# Data lines

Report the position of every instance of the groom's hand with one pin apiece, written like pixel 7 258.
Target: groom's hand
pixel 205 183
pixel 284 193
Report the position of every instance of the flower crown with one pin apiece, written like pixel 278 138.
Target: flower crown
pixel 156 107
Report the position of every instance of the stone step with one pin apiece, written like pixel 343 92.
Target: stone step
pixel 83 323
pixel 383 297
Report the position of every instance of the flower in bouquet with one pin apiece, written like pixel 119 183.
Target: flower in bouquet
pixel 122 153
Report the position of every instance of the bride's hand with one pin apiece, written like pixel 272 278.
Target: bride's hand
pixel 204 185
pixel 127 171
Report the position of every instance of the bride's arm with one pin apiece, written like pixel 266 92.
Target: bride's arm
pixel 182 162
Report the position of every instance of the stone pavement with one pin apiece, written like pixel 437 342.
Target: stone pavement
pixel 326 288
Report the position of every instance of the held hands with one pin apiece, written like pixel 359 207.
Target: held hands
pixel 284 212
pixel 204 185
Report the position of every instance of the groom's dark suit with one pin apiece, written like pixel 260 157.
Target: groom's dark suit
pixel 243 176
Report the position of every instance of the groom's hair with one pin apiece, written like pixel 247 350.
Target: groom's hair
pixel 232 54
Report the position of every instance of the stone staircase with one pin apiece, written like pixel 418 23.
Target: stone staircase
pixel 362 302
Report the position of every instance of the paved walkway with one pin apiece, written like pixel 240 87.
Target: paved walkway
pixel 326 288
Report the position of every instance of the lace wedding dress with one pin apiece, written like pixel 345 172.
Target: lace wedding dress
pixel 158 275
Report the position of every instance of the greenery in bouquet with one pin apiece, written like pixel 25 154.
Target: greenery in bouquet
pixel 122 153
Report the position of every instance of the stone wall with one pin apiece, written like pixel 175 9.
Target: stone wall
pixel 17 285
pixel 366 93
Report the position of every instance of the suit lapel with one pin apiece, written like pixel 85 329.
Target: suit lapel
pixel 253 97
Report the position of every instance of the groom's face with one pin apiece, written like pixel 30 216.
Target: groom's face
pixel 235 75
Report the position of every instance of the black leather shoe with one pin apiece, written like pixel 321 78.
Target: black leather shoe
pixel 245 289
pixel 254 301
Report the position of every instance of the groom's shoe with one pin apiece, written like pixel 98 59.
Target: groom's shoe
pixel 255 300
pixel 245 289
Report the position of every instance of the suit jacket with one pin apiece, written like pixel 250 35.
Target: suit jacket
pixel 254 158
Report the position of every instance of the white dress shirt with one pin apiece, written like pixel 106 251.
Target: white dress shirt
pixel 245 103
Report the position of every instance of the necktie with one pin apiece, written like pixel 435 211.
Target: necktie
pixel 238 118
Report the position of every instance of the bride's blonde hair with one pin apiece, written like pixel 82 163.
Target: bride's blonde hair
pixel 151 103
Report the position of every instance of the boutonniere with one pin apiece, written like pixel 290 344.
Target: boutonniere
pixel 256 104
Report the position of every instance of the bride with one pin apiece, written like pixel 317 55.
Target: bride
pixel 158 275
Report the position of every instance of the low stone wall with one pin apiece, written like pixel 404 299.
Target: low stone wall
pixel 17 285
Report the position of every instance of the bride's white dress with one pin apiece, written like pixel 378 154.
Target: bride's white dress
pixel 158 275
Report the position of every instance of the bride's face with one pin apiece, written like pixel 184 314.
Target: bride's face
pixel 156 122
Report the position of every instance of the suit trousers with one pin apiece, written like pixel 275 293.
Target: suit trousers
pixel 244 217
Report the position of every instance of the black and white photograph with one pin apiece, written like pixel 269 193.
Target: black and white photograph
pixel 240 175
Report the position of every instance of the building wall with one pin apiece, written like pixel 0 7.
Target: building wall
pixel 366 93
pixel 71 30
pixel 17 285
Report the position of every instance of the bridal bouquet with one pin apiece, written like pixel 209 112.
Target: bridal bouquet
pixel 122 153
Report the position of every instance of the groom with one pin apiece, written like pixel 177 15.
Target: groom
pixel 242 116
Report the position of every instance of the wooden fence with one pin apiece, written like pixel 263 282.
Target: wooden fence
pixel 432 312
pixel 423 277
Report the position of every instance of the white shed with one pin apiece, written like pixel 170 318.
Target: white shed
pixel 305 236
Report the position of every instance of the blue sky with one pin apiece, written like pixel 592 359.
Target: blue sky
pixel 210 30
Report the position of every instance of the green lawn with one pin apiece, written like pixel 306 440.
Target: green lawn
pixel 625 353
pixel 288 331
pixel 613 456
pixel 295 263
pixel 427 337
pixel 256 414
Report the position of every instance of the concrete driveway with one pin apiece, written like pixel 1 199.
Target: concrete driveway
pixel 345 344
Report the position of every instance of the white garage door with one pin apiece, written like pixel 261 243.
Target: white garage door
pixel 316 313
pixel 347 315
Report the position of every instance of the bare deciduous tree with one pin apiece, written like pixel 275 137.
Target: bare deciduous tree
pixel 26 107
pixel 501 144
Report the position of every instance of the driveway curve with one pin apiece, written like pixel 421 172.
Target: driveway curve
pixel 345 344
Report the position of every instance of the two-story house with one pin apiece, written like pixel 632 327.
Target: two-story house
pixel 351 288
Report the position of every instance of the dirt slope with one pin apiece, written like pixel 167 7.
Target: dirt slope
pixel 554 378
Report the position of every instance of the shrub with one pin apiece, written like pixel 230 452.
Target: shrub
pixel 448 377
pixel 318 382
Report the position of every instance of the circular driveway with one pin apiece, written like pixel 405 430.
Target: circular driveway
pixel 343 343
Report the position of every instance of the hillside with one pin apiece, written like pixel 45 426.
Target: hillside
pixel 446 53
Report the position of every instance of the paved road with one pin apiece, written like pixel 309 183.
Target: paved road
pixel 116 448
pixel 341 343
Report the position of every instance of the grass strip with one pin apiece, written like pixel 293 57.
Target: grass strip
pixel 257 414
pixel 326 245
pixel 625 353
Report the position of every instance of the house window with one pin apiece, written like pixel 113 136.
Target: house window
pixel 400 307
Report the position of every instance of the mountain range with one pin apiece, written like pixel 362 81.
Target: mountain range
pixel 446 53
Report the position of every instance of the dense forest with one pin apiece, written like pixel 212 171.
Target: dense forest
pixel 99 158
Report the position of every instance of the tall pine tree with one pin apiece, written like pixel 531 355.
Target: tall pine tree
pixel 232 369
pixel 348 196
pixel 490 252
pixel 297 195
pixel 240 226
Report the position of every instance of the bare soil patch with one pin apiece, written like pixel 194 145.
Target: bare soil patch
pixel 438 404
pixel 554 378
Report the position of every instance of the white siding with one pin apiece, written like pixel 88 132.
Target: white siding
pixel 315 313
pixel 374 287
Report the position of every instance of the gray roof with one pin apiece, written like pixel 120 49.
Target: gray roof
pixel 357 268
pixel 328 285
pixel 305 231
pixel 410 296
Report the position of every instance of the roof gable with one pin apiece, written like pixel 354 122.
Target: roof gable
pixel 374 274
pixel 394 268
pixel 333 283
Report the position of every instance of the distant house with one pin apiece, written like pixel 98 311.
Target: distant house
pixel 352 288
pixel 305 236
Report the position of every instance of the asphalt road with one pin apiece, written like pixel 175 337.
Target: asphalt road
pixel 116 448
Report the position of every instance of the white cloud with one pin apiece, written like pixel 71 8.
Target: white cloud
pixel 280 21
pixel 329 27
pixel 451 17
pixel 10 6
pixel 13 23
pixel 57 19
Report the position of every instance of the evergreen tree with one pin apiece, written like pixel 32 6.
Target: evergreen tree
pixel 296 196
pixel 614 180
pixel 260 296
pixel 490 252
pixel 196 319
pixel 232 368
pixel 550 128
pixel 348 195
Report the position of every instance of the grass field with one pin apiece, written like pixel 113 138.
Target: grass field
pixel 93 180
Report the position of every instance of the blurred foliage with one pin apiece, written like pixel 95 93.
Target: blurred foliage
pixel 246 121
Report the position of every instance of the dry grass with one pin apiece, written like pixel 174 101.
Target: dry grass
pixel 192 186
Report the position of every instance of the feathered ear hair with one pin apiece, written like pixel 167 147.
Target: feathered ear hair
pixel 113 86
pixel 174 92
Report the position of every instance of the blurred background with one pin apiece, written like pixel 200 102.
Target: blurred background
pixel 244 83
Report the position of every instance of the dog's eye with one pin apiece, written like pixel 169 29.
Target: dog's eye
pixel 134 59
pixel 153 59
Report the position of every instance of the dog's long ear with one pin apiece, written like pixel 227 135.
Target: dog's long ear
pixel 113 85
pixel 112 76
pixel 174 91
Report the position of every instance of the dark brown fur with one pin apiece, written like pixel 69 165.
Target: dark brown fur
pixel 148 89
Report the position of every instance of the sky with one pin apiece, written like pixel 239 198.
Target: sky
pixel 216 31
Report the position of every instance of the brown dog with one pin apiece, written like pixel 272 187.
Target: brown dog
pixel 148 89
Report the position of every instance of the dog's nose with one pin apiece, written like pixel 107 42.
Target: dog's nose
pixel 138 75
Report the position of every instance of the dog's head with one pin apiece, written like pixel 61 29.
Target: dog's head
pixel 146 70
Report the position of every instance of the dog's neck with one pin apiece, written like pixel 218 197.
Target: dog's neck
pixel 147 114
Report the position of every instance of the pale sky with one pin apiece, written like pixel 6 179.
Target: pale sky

# Set exercise
Update the part of the records that opens with the line containing "Report the position of every instance of the bridal" and closes with the line containing "pixel 347 315" by putting "asphalt driveway" wherever "concrete driveway" appears, with nothing else changed. Return only that part.

# Result
Report the position of every instance of the bridal bouquet with one pin apiece, written like pixel 209 112.
Target: bridal bouquet
pixel 122 153
Report the position of every instance of the groom with one pin apiece, written like pixel 177 15.
Target: groom
pixel 242 116
Report the position of every instance of the wooden fence with one pin apiece, written like pixel 263 282.
Target: wooden fence
pixel 432 312
pixel 423 277
Report the position of every instance of the white shed with one pin apiece, written like pixel 170 318.
Target: white shed
pixel 305 236
Report the position of every instance of the blue sky with one pin apiece, written like pixel 592 359.
Target: blue sky
pixel 210 30
Report the position of every instance of the green lawn with one pin apiece, written like pixel 306 440.
Target: green lawn
pixel 625 353
pixel 288 331
pixel 613 456
pixel 295 263
pixel 427 337
pixel 256 414
Report the position of every instance of the asphalt driveway with one pin apiece, written like pixel 1 199.
Target: asphalt driveway
pixel 345 344
Report the position of every instance of the white garage door with one pin apiece, written like pixel 261 243.
Target: white garage door
pixel 316 313
pixel 347 315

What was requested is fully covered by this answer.